ЦИТИРУЕМЫЙ ФРАГМЕНТ
────────

Или, говоря иначе, что показывает нам комментарий Вагнера, — так это то, что Ницше-дионисиец, Ницше — послушник Силена, Ницше-онанист на самом деле попросту всегда был на ножах с любовью.
XI. Ян Рубенс переживает страсть как любовь, а любовь — как смерть, что может подтолкнуть к мысли, что любовь в некой своей основе неизменно привязана к смерти. И помимо этого, любовь и смерть иногда управляются той причудливой силой, которую можно назвать «исторической милостью»
Ян Рубенс был влюблен, а потом — в бегах. Когда интрижка с Анной Саксонской вскрылась и Яна взяли под стражу, он прибежал обратно к супруге, матери Питера Пауля, и умолял ее простить и помочь. Кто знает, что было в сердце этого человека? Быть может, все эти мытарства взрастили глубоко в душе Яна Рубенса любовь к жене, которую он до тех пор не испытывал. Быть может, тогда пелена любви спала с его очей, и завеса похоти была сдернута, вместе с ними ушла и та мономания, что помутняет рассудок, когда женатый мужчина бросается в объятия другой женщины. Быть может, когда Ян Рубенс вступил в отчаянную интрижку с Анной Саксонской — женщиной, как утверждают источники того времени, непростой, — его разумом завладела единственная страсть, и это заставило его забыть весь остальной мир. Он начал смотреть на все сквозь призму этой мучительной потребности — потребности быть с Анной Саксонской, потребности находить все больше и больше поводов проводить с ней время, работать с ней над проектами, ставить ее в центр своей жизни. Так появилась эта логика — требовательная и неумолимая. Он перестал спрашивать себя, а зачем это все, перестал рассматривать свою жизнь в любом другом свете, кроме как в свете этой потребности. Ему нужно быть с Анной Саксонской — милой Анной, единственной женщиной во вселенной.

────────

ПРЕДОСТАВЛЕННЫЕ ЗАПИСИ

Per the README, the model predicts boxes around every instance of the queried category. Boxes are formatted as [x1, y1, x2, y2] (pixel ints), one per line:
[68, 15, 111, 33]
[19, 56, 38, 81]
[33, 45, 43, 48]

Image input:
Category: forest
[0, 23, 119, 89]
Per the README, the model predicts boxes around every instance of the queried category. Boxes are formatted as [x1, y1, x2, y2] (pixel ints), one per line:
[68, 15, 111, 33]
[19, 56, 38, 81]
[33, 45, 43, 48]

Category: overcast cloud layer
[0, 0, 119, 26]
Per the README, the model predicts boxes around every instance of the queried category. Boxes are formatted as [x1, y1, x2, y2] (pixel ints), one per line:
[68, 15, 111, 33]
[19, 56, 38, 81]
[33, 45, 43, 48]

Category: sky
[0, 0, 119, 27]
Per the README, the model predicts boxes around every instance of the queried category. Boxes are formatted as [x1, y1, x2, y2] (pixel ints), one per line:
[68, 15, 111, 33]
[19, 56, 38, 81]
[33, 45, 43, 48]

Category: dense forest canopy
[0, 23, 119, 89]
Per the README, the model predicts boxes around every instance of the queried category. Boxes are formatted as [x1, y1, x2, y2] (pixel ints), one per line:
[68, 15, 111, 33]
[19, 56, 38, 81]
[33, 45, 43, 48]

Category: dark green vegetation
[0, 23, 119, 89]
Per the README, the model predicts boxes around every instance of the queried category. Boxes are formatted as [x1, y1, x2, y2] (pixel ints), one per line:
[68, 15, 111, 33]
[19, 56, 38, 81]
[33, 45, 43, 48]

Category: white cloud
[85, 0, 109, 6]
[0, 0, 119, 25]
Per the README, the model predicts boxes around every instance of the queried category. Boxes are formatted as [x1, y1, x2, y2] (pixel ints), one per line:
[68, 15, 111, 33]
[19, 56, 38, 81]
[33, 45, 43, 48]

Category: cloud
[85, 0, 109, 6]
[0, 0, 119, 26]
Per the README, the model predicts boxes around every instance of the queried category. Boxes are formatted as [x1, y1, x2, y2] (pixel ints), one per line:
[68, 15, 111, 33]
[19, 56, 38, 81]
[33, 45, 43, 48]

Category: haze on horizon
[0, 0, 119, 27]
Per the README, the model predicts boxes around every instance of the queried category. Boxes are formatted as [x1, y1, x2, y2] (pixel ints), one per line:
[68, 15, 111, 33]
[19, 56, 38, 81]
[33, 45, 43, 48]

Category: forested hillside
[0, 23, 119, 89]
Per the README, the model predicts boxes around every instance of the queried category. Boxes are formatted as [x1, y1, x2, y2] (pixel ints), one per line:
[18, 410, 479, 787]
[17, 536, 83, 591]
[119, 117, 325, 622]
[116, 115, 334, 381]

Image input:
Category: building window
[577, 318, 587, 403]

────────

ЧАСТИ УПРАЖНЕНИЯ
1. Перепишите часть цитируемого фрагмента, начиная со слов «Или, говоря иначе, что» и заканчивая словами «ножах с любовью.», поставив «Шопенгауэра» вместо «Вагнера».
2. Ответьте по цитируемому фрагменту на следующие вопросы:
(а) Кем приходилась Питеру Паулю супруга Яна Рубенса?
(б) Какой женщиной была Анна Саксонская, согласно источникам того времени?
(в) Что произошло с Яном Рубенсом, когда его интрижка вскрылась?
3. Подхватите цитируемый фрагмент и напишите его продолжение, начиная после последнего предложения.

ОТВЕТЫ К ЗАДАНИЯМ
1.
Или, говоря иначе, что показывает нам комментарий Шопенгауэра, — так это то, что Ницше-дионисиец, Ницше — послушник Силена, Ницше-онанист на самом деле попросту всегда был на ножах с любовью.

2.
(а) Матерью.
(б) Непростой.
(в) Его взяли под стражу.

3.
Когда интрижка в итоге вскрылась, Ян Рубенс вынырнул из этого переживания, будто очнулся ото сна. Внезапно эта страсть уже не казалась реальной. Внезапно безумное стремление быть с Анной Саксонской утратило всякий смысл. О чем он только думал? В тот момент все эти связанные с Анной Саксонской переживания могли показаться Яну Рубенсу одним безумным помутнением. Ему могло быть невероятно трудно понять самого себя, хотя это, несомненно, был он, тот самый человек, — он, впавший в одержимость Анной Саксонской — женщиной, которая казалась ему теперь настолько фатально ущербной, которая казалась эгоистичной и требовательной женщиной, которая прежде всего казалась абсолютно недостойной всех тех усилий.
Можно только представить, что для Яна Рубенса значило вернуться к собственной жене со стыдом и мольбой. Можно только представить, что произошло внутри Яна Рубенса, в его мыслях и чувствах, когда он получил от супруги, Марии Рубенс, письмо, в котором та говорила, что все прощено и в любых житейских неурядицах она будет на его стороне. Это потрясающее, можно даже сказать героическое письмо от Марии Рубенс Яну Рубенсу, и в нем говорится именно это. Или, быть может, это письмо напыщенное и слабое, и за него просто неловко. Сложно сказать. Но письмо существует. Оно фигурирует в исторических записях. Что-то во мне хотело бы назвать это письмо героическим — по той простой причине, что в нем видно большое сердце. Оно, как говорится, великодушное. Такое письмо мог написать лишь человек без обычных запасов гнева и горечи. Так мы по крайней мере можем предполагать.